■ PASSAGE SHOWN
******

My father-in-law, Mother-in-law and Sister-in-law who was only 17 at the time were all with me at the hospital, my mother-in-law was also a nurse at the hospital and had been called down from her ward when my wife arrived in the ambulance.

Being told Libby had died was a shock to us all, I was with my father-in-law when we received the news and we were in a state of shock, I felt sick , I felt broken and I felt lost, I could not believe what we had heard.

My wife was in a critical state at that moment my emotions switched to willing her to survive. Watching her laying there fighting for her life made me feel totally helpless, I couldn’t do anything to help i could only watch the amazing consultants at work. When blood started coming from her eyes, ears nose and mouth I knew this was not looking good, she went into toxic shock and was rushed into surgery as the consultant said she will go in to cardiac arrest. Waiting outside that theatre room felt like forever, my in-laws and myself didn’t pass one word to each other, we couldn’t speak, I paced up and down so many times and at one point vomited I imagine through shock, I felt totally lost, scared, heartbroken, terrified and totally numb it was so unbelievable this could be happening.

******

■ STUDY MATERIAL
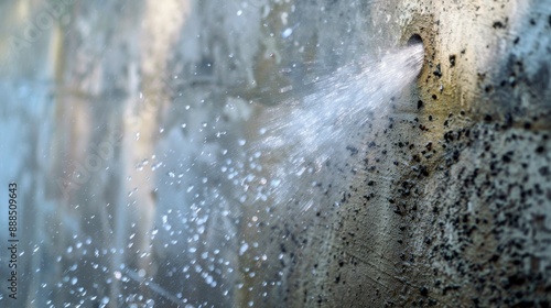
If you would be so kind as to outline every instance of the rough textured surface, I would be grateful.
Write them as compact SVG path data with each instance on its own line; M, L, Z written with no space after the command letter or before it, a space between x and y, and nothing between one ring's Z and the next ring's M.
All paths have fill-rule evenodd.
M420 34L426 58L414 97L376 117L354 165L322 180L349 183L328 195L341 206L258 235L283 278L279 293L259 293L257 276L257 299L268 289L272 306L549 307L549 1L296 7L309 12L296 35L314 33L329 53L318 62L349 59L363 33L381 50Z
M26 307L143 304L134 294L171 307L179 293L196 306L550 306L550 1L50 2L69 4L21 50L9 38L46 1L0 4L0 117L19 132L0 139L13 145L0 182L22 190L20 262L42 268L21 279ZM253 106L415 33L418 82L369 114L345 157L296 182L302 195L242 194ZM106 170L77 183L101 142L116 143ZM258 178L278 162L262 163ZM121 264L166 293L130 272L111 283Z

******

■ INSTRUCTIONS TO FOLLOW
Answer these from the hospital passage, one line each:
1. How old was the sister-in-law at the time?
2. Which relative was the writer with when the news about Libby came?
3. Where was the wife rushed after she went into toxic shock?

■ REPLY TO THE EXERCISE
1. 17
2. The father-in-law
3. Into surgery